PASSAGE GIVEN
........

We heard today that the Biking and Rolling Plan, originally slated to be presented for final approval to the SFMTA Board of Directors at their Tuesday Feb 18 hearing, is being postponed to the March 4 hearing. We’re extremely disappointed with this last-minute decision. 

We know that SFMTA staff is ready to present the BRP for final approval on Tuesday, Feb 18 because funding agreements required that they do so by this deadline – and we had every expectation that the SFMTA Board of Directors was ready to approve it. Approving the Plan is only the beginning, and moving quickly towards implementation is crucial. This unnecessary delay will have consequences for the life-saving improvements we have waited too long for already.

The apparent reason is to give the Board complete focus on the crisis facing Muni — a topic that certainly demands attention. We’re acutely aware that the SFMTA is facing a fiscal cliff and that additional Muni cuts are coming and will be painful and destabilizing. We also know that ignoring the all-but-finalized and already delayed Biking and Rolling Plan won’t improve material conditions for people trying to get around SF, and failing to prioritize active and sustainable transportation choices will only push more people to become car-dependent.

This means the agency must work towards avoiding the fiscal cliff while also passing, and then continuing to strengthen, the Biking and Rolling Plan. It is the duty of the SFMTA Board of Directors and city leadership to do both, and to do them simultaneously. As the saying goes, we have to walk and chew gum.

The delay is a missed opportunity for city leaders to educate the public that investing in robust transit and in a vision for safe streets are not mutually exclusive, and are indeed sourced from entirely separate funding streams. In explaining this, City leaders could counter the disinformation that investing in biking and rolling somehow saps Muni’s resources.

Delaying the approval of the BRP gives more time for the opponents of sustainable transportation to muster their forces and continue their strategy of disingenuously pitting safe biking, rolling, and even walking against Muni, in hopes of tanking all of it –  we cannot let them. When the BRP does finally come forward for a vote in early March, we must show up in numbers that leave no doubt to city leaders that we are the voices they should be concerned about and listening to; that we remain united in our commitment to demanding the strongest possible Biking and Rolling Plan, to make San Francisco streets safer for everyone.

........

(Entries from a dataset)
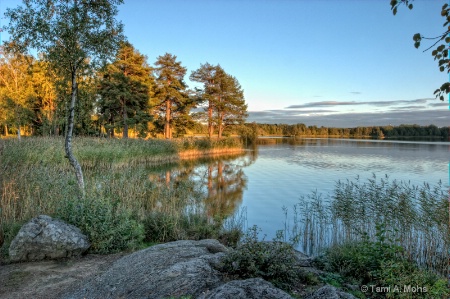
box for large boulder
[9,215,90,262]
[305,285,356,299]
[199,278,292,299]
[62,240,290,299]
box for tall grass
[285,175,450,274]
[0,137,246,253]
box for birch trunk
[64,67,85,197]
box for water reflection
[148,151,256,222]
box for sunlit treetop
[4,0,123,74]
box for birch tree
[5,0,123,196]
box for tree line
[246,123,450,140]
[0,41,247,138]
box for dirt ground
[0,253,124,299]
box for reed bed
[285,175,450,274]
[0,137,244,256]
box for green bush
[143,212,242,246]
[315,225,450,298]
[221,226,303,290]
[56,197,144,254]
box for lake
[163,138,450,244]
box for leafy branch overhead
[391,0,450,101]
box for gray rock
[294,249,312,267]
[305,285,357,299]
[62,240,228,299]
[199,278,292,299]
[9,215,90,262]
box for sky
[0,0,450,127]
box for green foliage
[154,53,194,139]
[222,226,303,290]
[391,0,450,101]
[174,137,242,151]
[56,197,144,254]
[98,42,153,138]
[315,225,450,298]
[190,63,248,138]
[144,212,221,242]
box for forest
[0,42,247,139]
[247,123,450,141]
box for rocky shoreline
[0,215,355,299]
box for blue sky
[2,0,450,127]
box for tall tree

........

SET TASKS
1) Name every activity that the passage on the Biking and Rolling Plan delay says opponents pit against Muni.
2) Check each statement against the passage on the Biking and Rolling Plan delay, answering yes or no and quoting the words that decide it. (a) The Plan was first scheduled for the Feb 18 hearing. (b) Spending on biking and rolling comes from the same funding as Muni. (c) SFMTA staff was not prepared to present the Plan on Feb 18.
3) Reproduce the passage on the Biking and Rolling Plan delay from "The delay is" to "saps Muni’s resources.".

RESULTS FOR THE EXERCISE
1) Safe biking, rolling, and walking.

2)
(a) Yes: "originally slated to be presented for final approval to the SFMTA Board of Directors at their Tuesday Feb 18 hearing"
(b) No: "are indeed sourced from entirely separate funding streams"
(c) No: "We know that SFMTA staff is ready to present the BRP for final approval on Tuesday, Feb 18"

3)
The delay is a missed opportunity for city leaders to educate the public that investing in robust transit and in a vision for safe streets are not mutually exclusive, and are indeed sourced from entirely separate funding streams. In explaining this, City leaders could counter the disinformation that investing in biking and rolling somehow saps Muni’s resources.